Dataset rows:
+++

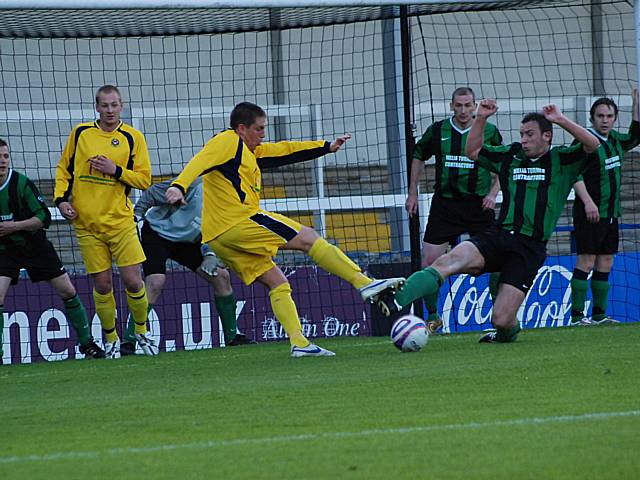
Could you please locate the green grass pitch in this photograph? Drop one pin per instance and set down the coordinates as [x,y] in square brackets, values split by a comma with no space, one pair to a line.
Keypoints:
[559,403]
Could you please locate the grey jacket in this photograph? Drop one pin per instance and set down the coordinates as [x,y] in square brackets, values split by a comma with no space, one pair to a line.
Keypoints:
[174,223]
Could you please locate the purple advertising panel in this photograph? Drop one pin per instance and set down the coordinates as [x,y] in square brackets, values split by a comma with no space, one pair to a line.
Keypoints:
[184,318]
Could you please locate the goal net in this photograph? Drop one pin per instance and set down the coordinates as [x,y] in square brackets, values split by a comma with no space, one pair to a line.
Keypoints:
[319,73]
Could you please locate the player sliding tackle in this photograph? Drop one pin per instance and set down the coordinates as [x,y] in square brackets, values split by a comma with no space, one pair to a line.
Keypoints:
[247,238]
[535,179]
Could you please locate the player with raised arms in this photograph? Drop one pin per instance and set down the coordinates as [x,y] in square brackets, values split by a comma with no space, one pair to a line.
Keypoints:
[596,210]
[464,191]
[536,180]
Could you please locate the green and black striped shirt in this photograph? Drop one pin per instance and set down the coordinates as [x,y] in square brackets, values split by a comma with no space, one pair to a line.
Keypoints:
[602,175]
[21,200]
[456,175]
[534,191]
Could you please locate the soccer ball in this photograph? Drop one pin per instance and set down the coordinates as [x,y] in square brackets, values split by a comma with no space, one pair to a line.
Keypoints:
[409,333]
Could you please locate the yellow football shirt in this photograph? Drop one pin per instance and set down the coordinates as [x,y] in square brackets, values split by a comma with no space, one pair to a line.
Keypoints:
[102,201]
[232,177]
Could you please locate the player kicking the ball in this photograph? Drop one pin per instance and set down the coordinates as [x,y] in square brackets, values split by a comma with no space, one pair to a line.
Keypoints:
[247,238]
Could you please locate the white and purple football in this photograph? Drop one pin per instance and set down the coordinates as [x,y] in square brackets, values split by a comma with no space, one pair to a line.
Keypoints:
[409,333]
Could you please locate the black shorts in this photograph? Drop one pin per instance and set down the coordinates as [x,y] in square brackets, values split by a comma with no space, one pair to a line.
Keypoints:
[39,259]
[517,257]
[596,238]
[158,250]
[451,217]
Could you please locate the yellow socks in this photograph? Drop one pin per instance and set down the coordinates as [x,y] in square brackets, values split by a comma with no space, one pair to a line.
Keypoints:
[287,314]
[138,305]
[334,261]
[106,310]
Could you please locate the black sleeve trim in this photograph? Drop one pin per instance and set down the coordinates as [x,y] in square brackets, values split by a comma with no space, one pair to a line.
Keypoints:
[179,187]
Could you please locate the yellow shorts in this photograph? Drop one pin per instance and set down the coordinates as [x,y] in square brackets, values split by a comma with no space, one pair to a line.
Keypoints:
[249,247]
[98,249]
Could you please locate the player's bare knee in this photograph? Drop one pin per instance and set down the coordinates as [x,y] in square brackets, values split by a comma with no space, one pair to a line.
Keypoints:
[63,286]
[221,283]
[308,236]
[503,319]
[603,263]
[585,262]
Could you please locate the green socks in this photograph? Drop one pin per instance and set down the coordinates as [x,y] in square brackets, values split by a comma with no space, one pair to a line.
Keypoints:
[600,292]
[226,307]
[494,280]
[423,283]
[1,330]
[579,287]
[77,315]
[507,335]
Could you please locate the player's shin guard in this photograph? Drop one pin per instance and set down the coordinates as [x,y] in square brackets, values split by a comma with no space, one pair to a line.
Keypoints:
[494,281]
[226,307]
[138,306]
[334,261]
[600,292]
[77,315]
[579,286]
[287,314]
[106,310]
[423,283]
[130,334]
[507,335]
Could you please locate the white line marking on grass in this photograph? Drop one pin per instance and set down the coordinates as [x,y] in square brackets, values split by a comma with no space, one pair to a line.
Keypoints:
[316,436]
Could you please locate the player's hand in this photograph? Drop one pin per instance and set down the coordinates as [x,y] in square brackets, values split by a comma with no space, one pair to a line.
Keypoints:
[591,210]
[338,142]
[411,205]
[487,107]
[67,211]
[210,264]
[552,113]
[7,228]
[489,202]
[174,196]
[103,164]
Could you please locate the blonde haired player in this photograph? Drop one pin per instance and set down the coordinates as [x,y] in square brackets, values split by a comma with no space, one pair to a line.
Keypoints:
[101,162]
[247,238]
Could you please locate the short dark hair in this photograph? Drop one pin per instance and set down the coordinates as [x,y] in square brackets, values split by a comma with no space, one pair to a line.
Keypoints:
[458,92]
[603,101]
[245,113]
[544,124]
[107,89]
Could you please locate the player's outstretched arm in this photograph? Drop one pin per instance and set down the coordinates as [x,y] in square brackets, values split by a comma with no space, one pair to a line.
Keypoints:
[29,225]
[417,172]
[475,139]
[151,197]
[338,142]
[590,143]
[67,211]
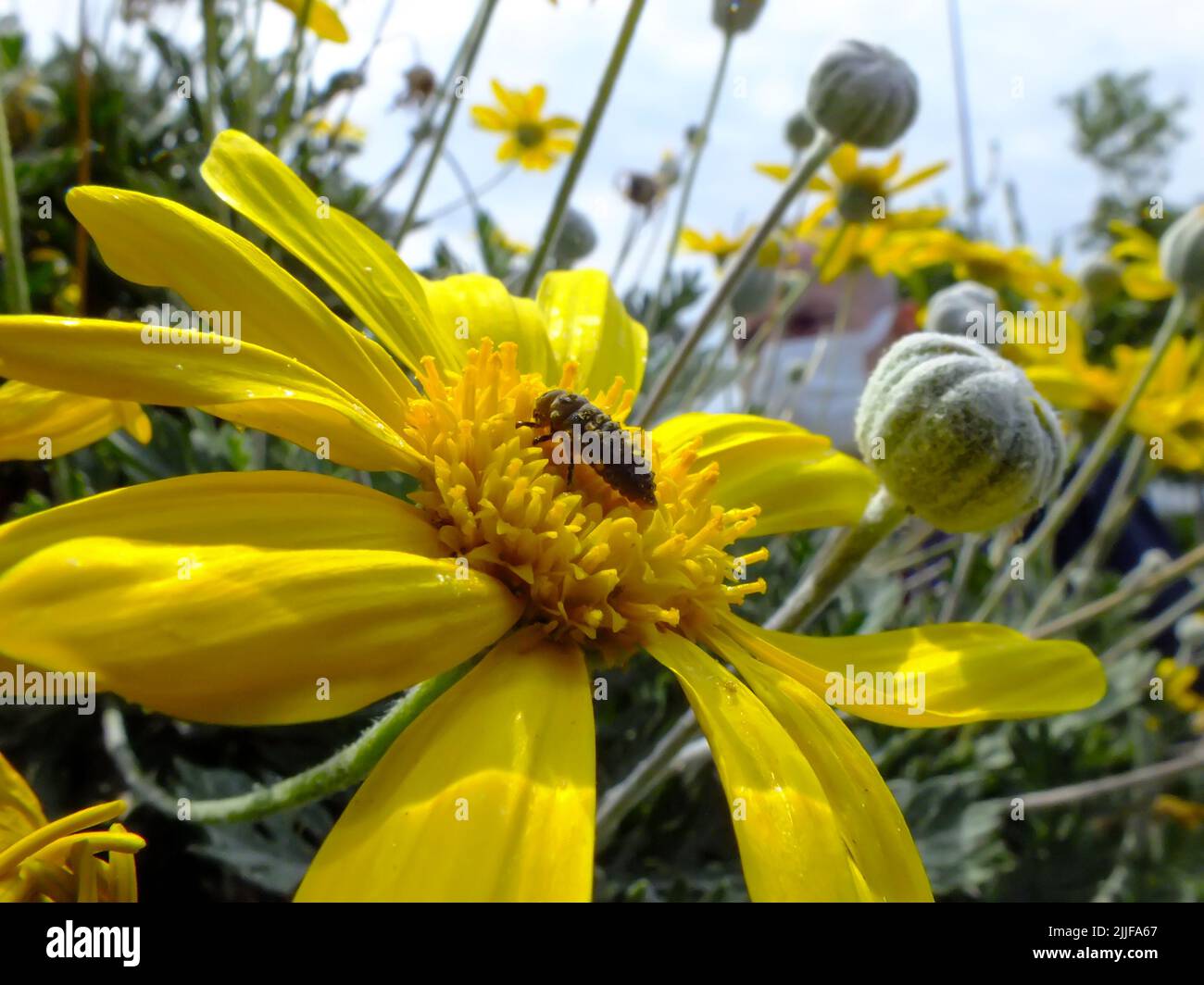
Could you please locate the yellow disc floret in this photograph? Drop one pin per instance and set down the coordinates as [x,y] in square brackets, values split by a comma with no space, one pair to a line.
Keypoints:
[594,567]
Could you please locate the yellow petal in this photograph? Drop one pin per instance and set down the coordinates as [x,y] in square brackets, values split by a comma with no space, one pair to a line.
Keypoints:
[1145,282]
[321,20]
[357,265]
[232,597]
[794,476]
[934,676]
[839,256]
[157,243]
[779,172]
[472,306]
[20,812]
[488,796]
[488,118]
[588,323]
[39,424]
[919,177]
[871,823]
[254,387]
[787,832]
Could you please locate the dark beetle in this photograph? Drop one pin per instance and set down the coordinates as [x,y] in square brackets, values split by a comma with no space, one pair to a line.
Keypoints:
[627,472]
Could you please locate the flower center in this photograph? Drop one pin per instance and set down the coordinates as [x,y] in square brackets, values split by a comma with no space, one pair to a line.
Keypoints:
[594,566]
[530,135]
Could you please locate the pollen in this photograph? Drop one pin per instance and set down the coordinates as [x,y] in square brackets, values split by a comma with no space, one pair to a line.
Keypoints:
[591,566]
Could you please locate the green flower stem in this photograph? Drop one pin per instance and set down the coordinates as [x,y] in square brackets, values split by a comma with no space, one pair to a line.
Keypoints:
[734,272]
[424,120]
[1106,443]
[1147,776]
[441,135]
[470,195]
[584,143]
[1120,504]
[285,108]
[1150,581]
[648,775]
[971,544]
[1164,620]
[345,768]
[703,136]
[838,559]
[775,323]
[211,70]
[15,283]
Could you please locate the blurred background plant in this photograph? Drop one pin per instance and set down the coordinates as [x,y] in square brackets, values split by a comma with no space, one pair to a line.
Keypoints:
[141,118]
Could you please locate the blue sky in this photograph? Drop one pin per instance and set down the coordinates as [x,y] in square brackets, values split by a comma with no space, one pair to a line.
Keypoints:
[1047,48]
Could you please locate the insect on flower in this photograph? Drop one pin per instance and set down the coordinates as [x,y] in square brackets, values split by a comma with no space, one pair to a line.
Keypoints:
[625,469]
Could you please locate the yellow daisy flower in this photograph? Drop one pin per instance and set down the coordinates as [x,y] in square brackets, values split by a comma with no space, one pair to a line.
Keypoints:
[309,597]
[722,247]
[859,196]
[1171,408]
[1016,268]
[534,141]
[1140,276]
[59,862]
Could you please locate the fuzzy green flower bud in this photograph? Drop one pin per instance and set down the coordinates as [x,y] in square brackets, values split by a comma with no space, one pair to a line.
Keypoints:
[577,239]
[961,307]
[863,94]
[799,131]
[735,16]
[959,433]
[1100,279]
[1181,252]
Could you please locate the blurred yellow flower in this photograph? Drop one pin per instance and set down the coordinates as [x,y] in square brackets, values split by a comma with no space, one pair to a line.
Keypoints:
[1180,684]
[534,141]
[859,195]
[1171,409]
[323,20]
[1140,276]
[1016,268]
[1187,813]
[59,862]
[340,132]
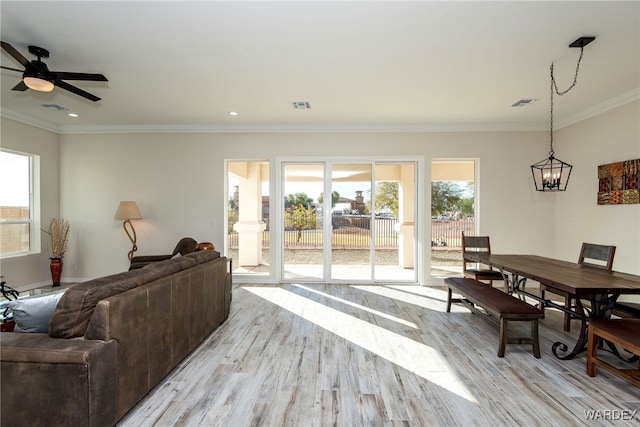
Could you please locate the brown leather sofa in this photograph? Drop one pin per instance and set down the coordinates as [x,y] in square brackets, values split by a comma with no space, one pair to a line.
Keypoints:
[110,341]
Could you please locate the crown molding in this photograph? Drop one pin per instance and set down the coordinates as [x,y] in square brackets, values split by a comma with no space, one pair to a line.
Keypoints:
[596,110]
[608,105]
[364,128]
[29,120]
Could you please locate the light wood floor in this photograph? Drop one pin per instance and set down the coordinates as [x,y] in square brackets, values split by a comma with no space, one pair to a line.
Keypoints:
[325,355]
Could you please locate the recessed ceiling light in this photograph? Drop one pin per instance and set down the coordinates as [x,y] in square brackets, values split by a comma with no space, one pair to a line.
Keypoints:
[523,102]
[56,107]
[301,105]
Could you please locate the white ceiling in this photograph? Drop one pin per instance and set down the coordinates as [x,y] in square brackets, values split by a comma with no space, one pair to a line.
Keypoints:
[361,65]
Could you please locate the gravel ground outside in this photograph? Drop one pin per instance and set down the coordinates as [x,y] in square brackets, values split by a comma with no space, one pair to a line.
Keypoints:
[439,256]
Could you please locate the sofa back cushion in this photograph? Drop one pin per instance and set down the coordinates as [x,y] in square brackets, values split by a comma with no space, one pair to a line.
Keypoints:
[74,310]
[203,256]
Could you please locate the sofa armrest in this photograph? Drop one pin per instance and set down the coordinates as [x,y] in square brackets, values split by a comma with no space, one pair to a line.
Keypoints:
[55,381]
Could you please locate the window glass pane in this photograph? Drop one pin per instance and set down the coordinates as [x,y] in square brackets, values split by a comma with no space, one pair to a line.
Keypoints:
[15,207]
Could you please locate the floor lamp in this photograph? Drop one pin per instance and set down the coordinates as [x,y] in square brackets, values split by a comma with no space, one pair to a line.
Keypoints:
[128,210]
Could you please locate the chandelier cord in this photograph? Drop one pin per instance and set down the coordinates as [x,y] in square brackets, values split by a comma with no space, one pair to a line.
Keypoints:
[554,88]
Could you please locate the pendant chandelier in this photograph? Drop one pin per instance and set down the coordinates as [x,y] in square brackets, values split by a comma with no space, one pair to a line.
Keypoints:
[553,174]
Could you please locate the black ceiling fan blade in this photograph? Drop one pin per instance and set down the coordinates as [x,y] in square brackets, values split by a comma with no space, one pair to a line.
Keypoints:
[20,86]
[76,90]
[17,55]
[63,75]
[9,68]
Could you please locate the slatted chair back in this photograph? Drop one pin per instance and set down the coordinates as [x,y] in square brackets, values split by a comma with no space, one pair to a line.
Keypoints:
[599,256]
[478,244]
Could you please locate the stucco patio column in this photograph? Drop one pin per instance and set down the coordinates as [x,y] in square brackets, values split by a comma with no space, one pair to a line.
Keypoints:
[406,224]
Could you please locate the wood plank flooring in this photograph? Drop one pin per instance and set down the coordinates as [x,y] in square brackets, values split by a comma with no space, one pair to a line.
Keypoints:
[338,355]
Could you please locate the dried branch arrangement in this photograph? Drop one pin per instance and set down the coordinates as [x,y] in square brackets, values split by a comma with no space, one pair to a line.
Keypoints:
[58,232]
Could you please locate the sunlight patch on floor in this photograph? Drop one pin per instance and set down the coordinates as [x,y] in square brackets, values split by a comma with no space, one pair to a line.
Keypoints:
[413,356]
[359,307]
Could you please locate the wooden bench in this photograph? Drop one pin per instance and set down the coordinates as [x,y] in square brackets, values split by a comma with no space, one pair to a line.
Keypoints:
[622,332]
[501,305]
[627,309]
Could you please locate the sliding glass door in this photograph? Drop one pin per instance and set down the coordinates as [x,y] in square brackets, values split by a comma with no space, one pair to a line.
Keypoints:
[348,221]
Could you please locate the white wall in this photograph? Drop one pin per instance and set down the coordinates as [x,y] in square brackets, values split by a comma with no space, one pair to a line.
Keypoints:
[607,138]
[21,272]
[178,182]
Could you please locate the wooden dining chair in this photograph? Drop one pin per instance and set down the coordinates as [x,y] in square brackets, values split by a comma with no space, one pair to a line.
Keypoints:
[477,244]
[591,255]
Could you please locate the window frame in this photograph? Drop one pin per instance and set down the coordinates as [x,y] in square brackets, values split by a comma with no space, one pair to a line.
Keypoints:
[34,206]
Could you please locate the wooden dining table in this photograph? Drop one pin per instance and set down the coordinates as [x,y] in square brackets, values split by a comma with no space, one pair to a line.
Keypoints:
[583,283]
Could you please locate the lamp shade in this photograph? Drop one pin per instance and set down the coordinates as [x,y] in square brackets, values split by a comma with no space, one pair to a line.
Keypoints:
[128,210]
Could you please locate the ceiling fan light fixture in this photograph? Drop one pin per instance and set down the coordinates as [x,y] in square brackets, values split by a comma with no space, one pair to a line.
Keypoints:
[37,83]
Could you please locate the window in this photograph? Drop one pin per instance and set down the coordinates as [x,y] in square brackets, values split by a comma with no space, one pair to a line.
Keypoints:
[18,216]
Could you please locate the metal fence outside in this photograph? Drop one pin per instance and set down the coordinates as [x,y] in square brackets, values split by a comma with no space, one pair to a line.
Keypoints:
[354,231]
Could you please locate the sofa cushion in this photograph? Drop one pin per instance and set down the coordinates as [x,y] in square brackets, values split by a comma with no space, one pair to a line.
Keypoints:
[169,266]
[74,310]
[32,314]
[185,246]
[203,256]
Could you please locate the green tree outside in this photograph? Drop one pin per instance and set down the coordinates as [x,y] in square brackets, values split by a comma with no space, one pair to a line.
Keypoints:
[387,197]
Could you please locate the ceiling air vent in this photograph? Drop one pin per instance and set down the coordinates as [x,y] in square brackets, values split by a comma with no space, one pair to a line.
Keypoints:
[301,105]
[523,102]
[55,107]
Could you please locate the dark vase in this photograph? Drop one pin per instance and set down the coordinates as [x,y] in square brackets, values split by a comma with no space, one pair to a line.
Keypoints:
[56,270]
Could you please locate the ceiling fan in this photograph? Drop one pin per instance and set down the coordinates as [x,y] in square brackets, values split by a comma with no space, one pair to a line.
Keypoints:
[36,74]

+++

Extract every line from the one with "Could you please locate the dark vase" down to the final line above, both included, exactly as written.

Could you please locate the dark vase in this photograph? Drop one pin per instance and set down the coordinates as [x,y] in square brackets, values split by a comma with no space, one pair to a line.
Keypoints:
[56,270]
Could you please locate the ceiling fan in this photograph? Drop one pin per instance and set down the coordinates as [x,y] in square brackets, values split by a comma with no space, one pair to a line.
Keypoints:
[36,74]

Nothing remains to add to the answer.